• **Trecho**
_ _ _ _

Gosto de viver no meio do rebanho. As ovelhas são muito
tranquilas. Elas raramente criam conflitos. Mas são indefesas. Não sabem correr
como lebres e gazelas e não se defendem com mordidas, nem dão coices ou
chifradas. Por isso, nós pastores cuidamos delas, de dia e de noite.
Sim, eu gosto das ovelhas, mas a minha
vida não é fácil. Nós pastores enfrentamos noites frias e faltam-nos abrigos
seguros e agasalho que aquece.
Nós somos peões e temos poucos direitos.
O pior de tudo é que nos excluem do templo, das celebrações e da comunhão com
Deus. As pessoas do bem, que se dizem puras, nos marginalizam. Sua religião
ensina que somos impuros porque lidamos com animais.
De uns dias para cá, acontece algo de
extraordinário. Aparece uma luz. Sim, a mais clara de todas as luzes! Ela vem
acompanhada de uma mensagem que nos enche de esperança: Não tenham medo!
Que coisa estranha e maravilhosa! A luz
aponta um estábulo onde está um menino, e seu berço é o coxo onde comem os
animais.

_ _ _ _

• **Linhas armazenadas**
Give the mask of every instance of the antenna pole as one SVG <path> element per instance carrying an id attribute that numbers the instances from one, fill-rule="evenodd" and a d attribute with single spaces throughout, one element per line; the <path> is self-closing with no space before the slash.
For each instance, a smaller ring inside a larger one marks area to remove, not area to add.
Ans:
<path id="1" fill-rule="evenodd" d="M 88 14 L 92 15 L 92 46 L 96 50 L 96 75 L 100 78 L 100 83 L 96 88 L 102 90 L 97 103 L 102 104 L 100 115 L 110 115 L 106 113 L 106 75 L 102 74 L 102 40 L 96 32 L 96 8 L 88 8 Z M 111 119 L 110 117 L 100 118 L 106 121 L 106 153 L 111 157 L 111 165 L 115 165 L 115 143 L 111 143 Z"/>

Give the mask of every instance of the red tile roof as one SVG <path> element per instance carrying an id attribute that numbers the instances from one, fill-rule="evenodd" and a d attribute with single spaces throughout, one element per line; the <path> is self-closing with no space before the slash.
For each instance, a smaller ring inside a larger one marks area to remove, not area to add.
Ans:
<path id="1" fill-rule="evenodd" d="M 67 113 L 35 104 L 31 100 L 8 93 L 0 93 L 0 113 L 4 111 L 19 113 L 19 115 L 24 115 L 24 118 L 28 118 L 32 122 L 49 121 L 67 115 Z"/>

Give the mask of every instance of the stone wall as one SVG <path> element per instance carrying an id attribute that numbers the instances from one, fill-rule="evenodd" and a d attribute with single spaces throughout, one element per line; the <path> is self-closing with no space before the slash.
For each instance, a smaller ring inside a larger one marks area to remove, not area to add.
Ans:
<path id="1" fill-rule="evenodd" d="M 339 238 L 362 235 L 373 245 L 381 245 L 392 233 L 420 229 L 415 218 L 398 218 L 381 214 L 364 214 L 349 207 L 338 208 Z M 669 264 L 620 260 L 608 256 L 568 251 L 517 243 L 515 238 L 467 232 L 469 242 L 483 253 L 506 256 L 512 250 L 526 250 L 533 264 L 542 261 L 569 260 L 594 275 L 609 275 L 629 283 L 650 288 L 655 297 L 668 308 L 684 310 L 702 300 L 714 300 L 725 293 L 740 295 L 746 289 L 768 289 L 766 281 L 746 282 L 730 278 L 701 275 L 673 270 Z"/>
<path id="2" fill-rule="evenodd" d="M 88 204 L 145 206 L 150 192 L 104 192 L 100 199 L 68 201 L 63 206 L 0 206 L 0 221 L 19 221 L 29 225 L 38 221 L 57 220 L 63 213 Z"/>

_ _ _ _

• **O que fazer**
Por favor, devolva o trecho inteiro, palavra por palavra, sem nenhuma alteração.

• **Solução da tarefa**
Gosto de viver no meio do rebanho. As ovelhas são muito
tranquilas. Elas raramente criam conflitos. Mas são indefesas. Não sabem correr
como lebres e gazelas e não se defendem com mordidas, nem dão coices ou
chifradas. Por isso, nós pastores cuidamos delas, de dia e de noite.
Sim, eu gosto das ovelhas, mas a minha
vida não é fácil. Nós pastores enfrentamos noites frias e faltam-nos abrigos
seguros e agasalho que aquece.
Nós somos peões e temos poucos direitos.
O pior de tudo é que nos excluem do templo, das celebrações e da comunhão com
Deus. As pessoas do bem, que se dizem puras, nos marginalizam. Sua religião
ensina que somos impuros porque lidamos com animais.
De uns dias para cá, acontece algo de
extraordinário. Aparece uma luz. Sim, a mais clara de todas as luzes! Ela vem
acompanhada de uma mensagem que nos enche de esperança: Não tenham medo!
Que coisa estranha e maravilhosa! A luz
aponta um estábulo onde está um menino, e seu berço é o coxo onde comem os
animais.